Challenge> List every line in the listing below that contains the string "roof".

Input data>
* * * * * * *

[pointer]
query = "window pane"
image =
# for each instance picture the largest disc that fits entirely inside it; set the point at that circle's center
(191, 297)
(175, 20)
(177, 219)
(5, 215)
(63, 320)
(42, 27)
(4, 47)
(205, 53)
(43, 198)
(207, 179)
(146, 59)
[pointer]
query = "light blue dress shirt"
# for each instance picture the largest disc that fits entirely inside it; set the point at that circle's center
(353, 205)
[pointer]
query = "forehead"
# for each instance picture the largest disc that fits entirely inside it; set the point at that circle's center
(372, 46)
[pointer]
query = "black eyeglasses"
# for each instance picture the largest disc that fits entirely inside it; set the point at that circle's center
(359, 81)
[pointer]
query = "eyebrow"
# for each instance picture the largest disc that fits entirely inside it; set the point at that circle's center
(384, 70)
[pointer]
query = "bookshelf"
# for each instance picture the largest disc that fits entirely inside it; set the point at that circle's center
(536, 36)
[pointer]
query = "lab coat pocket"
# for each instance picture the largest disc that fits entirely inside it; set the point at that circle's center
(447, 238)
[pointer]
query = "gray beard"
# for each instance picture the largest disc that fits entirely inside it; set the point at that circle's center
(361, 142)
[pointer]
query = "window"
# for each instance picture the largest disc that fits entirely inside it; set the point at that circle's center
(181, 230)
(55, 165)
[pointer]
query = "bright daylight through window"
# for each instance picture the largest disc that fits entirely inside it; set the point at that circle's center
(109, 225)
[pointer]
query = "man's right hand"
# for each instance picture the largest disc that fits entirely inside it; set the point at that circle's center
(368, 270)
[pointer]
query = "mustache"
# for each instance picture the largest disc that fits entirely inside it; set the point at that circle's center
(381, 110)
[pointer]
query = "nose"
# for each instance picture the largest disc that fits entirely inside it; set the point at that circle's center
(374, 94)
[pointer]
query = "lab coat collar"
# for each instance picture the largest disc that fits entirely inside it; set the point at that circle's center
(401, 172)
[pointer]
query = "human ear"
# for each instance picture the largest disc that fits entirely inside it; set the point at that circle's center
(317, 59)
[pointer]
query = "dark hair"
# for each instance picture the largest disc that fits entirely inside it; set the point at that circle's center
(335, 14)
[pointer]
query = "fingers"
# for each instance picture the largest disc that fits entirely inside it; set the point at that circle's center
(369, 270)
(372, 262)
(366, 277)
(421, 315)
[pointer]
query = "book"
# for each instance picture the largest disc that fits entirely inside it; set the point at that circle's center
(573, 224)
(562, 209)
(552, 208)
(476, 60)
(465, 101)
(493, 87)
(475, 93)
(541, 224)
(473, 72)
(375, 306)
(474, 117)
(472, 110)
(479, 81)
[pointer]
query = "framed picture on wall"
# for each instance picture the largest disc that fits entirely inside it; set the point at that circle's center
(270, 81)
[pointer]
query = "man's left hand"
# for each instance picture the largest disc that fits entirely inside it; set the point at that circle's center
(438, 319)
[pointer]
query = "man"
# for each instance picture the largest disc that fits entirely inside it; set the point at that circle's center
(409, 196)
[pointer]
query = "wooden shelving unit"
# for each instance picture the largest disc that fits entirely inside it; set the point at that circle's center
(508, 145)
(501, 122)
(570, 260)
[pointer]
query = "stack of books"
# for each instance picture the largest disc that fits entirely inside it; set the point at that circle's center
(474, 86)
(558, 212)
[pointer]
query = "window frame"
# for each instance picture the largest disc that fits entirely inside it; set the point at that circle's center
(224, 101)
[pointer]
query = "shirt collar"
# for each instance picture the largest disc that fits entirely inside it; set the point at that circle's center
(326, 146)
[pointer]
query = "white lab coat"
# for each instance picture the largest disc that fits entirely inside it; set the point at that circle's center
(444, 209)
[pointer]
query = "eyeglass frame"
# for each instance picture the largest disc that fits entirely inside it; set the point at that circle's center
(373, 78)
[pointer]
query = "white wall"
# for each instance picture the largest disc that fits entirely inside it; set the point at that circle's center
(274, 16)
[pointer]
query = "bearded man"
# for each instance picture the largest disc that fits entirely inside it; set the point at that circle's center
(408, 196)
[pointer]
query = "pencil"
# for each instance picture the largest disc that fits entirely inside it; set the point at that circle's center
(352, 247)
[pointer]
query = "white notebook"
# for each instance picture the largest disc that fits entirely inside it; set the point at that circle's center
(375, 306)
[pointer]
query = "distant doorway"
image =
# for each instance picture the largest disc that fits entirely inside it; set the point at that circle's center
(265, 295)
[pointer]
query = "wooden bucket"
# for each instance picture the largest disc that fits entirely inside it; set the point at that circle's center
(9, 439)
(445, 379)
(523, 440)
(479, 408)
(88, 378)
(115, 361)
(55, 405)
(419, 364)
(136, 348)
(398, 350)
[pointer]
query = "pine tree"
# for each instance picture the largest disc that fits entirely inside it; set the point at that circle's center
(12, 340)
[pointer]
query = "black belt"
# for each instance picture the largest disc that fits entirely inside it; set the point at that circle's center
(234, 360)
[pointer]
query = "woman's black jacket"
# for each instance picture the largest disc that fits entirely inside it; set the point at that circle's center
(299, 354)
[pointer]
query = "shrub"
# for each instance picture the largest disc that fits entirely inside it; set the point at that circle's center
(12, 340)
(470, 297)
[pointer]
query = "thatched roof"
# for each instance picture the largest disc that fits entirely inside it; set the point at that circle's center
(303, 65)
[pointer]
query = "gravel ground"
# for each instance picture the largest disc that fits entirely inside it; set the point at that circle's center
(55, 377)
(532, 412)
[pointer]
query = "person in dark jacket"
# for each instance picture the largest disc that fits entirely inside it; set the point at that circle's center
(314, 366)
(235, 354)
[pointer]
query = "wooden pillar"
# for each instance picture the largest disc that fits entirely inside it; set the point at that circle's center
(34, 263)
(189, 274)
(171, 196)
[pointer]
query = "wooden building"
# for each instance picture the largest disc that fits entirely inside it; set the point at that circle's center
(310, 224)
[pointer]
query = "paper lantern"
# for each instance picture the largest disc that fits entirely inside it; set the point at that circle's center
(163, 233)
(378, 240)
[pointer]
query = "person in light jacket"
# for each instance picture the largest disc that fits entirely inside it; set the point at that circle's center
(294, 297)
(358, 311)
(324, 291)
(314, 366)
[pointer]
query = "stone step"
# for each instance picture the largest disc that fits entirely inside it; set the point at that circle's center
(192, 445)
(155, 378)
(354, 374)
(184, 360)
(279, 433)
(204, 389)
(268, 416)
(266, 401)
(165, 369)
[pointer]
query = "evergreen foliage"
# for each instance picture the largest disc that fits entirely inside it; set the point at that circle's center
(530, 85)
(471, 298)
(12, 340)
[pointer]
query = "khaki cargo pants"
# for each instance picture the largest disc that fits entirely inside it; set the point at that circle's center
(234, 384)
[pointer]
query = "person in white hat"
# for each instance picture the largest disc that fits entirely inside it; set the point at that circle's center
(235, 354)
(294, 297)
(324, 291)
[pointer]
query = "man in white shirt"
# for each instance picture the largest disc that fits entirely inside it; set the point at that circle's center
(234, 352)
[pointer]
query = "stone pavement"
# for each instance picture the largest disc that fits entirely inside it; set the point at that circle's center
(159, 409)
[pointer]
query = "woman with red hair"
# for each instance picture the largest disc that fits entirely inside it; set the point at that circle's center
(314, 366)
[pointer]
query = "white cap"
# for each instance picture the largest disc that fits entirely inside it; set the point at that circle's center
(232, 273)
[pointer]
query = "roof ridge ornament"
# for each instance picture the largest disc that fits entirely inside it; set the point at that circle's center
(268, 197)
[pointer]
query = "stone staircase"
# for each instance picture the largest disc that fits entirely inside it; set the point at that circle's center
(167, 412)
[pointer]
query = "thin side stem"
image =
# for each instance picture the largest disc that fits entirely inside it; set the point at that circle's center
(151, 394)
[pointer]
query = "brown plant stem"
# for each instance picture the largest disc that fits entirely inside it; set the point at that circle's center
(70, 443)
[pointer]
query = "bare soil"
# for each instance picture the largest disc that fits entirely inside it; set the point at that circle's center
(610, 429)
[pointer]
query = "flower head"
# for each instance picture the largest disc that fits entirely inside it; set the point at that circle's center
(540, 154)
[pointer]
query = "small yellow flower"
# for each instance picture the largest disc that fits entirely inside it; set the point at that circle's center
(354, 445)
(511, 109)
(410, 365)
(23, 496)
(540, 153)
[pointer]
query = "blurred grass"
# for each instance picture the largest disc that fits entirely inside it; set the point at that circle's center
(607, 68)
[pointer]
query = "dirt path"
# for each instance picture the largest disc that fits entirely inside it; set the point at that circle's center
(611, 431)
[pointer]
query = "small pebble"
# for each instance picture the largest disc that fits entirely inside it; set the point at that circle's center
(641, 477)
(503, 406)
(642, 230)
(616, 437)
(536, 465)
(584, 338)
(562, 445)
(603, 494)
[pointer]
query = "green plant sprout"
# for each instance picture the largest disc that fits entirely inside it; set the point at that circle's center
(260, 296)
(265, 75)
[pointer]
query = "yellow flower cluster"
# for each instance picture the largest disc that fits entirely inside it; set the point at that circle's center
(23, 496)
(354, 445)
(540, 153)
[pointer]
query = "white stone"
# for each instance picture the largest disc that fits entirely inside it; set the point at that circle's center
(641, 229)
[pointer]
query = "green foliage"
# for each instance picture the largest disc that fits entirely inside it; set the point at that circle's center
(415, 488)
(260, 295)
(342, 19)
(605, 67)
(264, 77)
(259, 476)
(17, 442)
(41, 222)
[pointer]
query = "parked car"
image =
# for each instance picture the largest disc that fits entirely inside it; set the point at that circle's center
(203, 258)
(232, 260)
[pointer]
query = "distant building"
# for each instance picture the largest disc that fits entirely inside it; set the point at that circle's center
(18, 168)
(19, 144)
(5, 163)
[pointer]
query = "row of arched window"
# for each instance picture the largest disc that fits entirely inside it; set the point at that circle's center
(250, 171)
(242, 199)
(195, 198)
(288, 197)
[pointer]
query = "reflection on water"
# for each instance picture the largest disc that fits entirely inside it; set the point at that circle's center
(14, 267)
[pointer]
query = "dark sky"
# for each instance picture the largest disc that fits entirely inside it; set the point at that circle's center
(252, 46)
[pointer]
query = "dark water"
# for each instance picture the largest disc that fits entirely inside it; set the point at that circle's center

* * * * * * *

Result>
query = "thatched roof"
query = "roof ridge ornament"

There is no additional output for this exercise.